DATA EXCERPTS Block Start

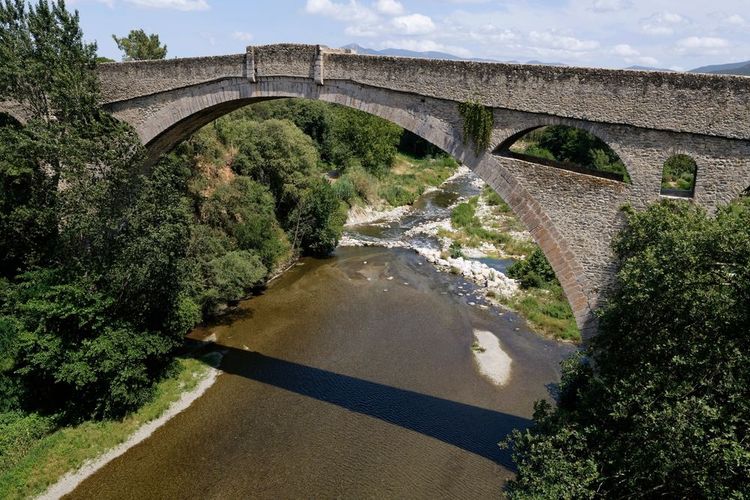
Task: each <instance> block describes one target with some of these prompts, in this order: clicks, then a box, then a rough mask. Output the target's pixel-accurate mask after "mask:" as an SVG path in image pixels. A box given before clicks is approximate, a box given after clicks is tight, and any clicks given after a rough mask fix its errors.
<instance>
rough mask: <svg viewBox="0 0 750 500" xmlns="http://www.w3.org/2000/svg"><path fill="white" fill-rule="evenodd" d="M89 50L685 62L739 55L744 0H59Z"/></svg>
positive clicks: (701, 63)
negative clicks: (344, 47)
mask: <svg viewBox="0 0 750 500" xmlns="http://www.w3.org/2000/svg"><path fill="white" fill-rule="evenodd" d="M68 7H69V8H75V9H77V10H78V11H79V13H80V16H81V24H82V27H83V31H84V35H85V37H86V39H87V40H88V41H96V42H97V44H98V47H99V55H102V56H105V57H110V58H113V59H117V60H119V59H120V57H121V54H120V52H119V51H118V50H117V47H116V45H115V43H114V41H113V40H112V34H116V35H118V36H123V35H126V34H127V33H128V32H129V31H130V30H131V29H143V30H145V31H146V32H147V33H157V34H158V35H159V36H160V39H161V41H162V42H163V43H166V44H167V48H168V54H167V57H189V56H202V55H217V54H233V53H239V52H244V49H245V47H246V46H247V45H264V44H271V43H311V44H322V45H328V46H329V47H341V46H343V45H346V44H349V43H357V44H359V45H361V46H363V47H369V48H374V49H383V48H389V47H393V48H403V49H409V50H417V51H425V50H436V51H442V52H448V53H451V54H455V55H457V56H460V57H466V58H484V59H496V60H500V61H511V60H513V61H522V62H525V61H529V60H539V61H544V62H554V63H564V64H569V65H573V66H594V67H607V68H622V67H628V66H633V65H640V66H650V67H658V68H669V69H676V70H688V69H692V68H695V67H698V66H702V65H706V64H715V63H727V62H737V61H746V60H750V0H270V1H269V0H263V1H260V0H248V1H239V0H68Z"/></svg>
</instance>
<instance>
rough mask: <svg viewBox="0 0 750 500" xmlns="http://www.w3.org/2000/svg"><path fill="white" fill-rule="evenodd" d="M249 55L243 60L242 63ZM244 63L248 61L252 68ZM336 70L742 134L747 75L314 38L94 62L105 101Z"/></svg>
mask: <svg viewBox="0 0 750 500" xmlns="http://www.w3.org/2000/svg"><path fill="white" fill-rule="evenodd" d="M249 59H252V64H249V62H250V61H249ZM249 68H252V72H251V73H250V74H248V72H249V71H251V70H250V69H249ZM253 76H255V77H256V78H264V77H277V76H286V77H301V78H310V79H314V80H315V81H317V82H318V83H320V84H322V82H323V79H324V78H325V79H326V80H344V81H351V82H354V83H360V84H363V85H369V86H373V87H380V88H385V89H389V90H397V91H401V92H409V93H415V94H420V95H425V96H430V97H435V98H439V99H447V100H453V101H459V102H461V101H466V100H469V99H476V100H479V101H480V102H482V103H484V104H485V105H487V106H490V107H494V108H502V109H510V110H517V111H525V112H531V113H543V114H550V115H555V116H561V117H567V118H574V119H581V120H588V121H593V122H600V123H617V124H623V125H631V126H635V127H639V128H647V129H655V130H668V131H674V132H689V133H694V134H701V135H712V136H717V137H726V138H733V139H748V138H750V78H747V77H735V76H725V75H703V74H690V73H664V72H655V71H629V70H607V69H594V68H574V67H558V66H542V65H520V64H501V63H484V62H473V61H445V60H433V59H411V58H401V57H384V56H370V55H359V54H354V53H346V52H342V51H340V50H337V49H328V48H325V47H322V46H316V45H294V44H278V45H264V46H252V47H248V50H247V52H246V53H245V54H235V55H228V56H218V57H201V58H189V59H171V60H164V61H139V62H128V63H113V64H105V65H102V66H101V67H100V78H101V81H102V93H103V98H104V101H105V102H106V103H110V102H115V101H121V100H127V99H132V98H134V97H140V96H145V95H150V94H154V93H159V92H166V91H169V90H174V89H177V88H182V87H188V86H191V85H196V84H200V83H205V82H210V81H215V80H219V79H222V78H234V77H245V78H249V79H250V80H251V81H253V80H254V78H253Z"/></svg>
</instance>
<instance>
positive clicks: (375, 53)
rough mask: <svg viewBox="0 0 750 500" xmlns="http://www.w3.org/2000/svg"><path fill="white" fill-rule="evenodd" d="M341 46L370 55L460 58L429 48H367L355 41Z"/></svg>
mask: <svg viewBox="0 0 750 500" xmlns="http://www.w3.org/2000/svg"><path fill="white" fill-rule="evenodd" d="M341 48H342V49H351V50H353V51H355V52H356V53H357V54H369V55H372V56H396V57H415V58H417V59H448V60H450V61H458V60H461V59H462V58H460V57H458V56H454V55H453V54H448V53H446V52H436V51H433V50H430V51H427V52H417V51H414V50H406V49H383V50H375V49H368V48H366V47H362V46H361V45H357V44H356V43H350V44H349V45H344V46H343V47H341Z"/></svg>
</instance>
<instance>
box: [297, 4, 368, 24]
mask: <svg viewBox="0 0 750 500" xmlns="http://www.w3.org/2000/svg"><path fill="white" fill-rule="evenodd" d="M305 11H306V12H307V13H309V14H320V15H323V16H327V17H331V18H333V19H336V20H338V21H359V22H374V21H376V20H377V14H375V12H373V11H372V10H370V9H368V8H367V7H364V6H363V5H360V4H359V3H357V2H356V1H355V0H349V2H348V3H338V2H332V1H331V0H307V4H305Z"/></svg>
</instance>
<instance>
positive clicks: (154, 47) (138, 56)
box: [112, 30, 167, 61]
mask: <svg viewBox="0 0 750 500" xmlns="http://www.w3.org/2000/svg"><path fill="white" fill-rule="evenodd" d="M112 39H113V40H114V41H115V43H116V44H117V48H118V49H120V50H121V51H122V52H123V55H122V60H123V61H144V60H150V59H164V58H165V57H167V46H166V45H162V44H161V42H159V35H156V34H151V35H147V34H146V32H145V31H143V30H130V33H128V36H126V37H122V38H117V37H116V36H115V35H112Z"/></svg>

DATA EXCERPTS Block End

# WHAT YOU WILL DO
How many lines of the material above contain the string "positive", with case taken into account? Reply with the number alone.

# SOLUTION BELOW
3